> [CHALLENGE]: Reproduce verbatim the lines from the start of the entries through the line containing "point(1173, 81)", inclusive.

> [Part of a data file]:
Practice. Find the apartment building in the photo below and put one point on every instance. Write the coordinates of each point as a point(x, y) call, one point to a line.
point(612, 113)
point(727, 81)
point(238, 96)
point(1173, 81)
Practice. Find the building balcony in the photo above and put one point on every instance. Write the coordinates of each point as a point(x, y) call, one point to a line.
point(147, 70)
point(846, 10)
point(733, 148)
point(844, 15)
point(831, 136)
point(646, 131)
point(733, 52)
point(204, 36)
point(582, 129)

> [RESPONSE BELOW]:
Practice. Find the apartment building in the photo below and put one point on every instance. Write the coordinates of each point as a point(x, y) call, one point to a line.
point(612, 113)
point(727, 81)
point(238, 96)
point(1173, 81)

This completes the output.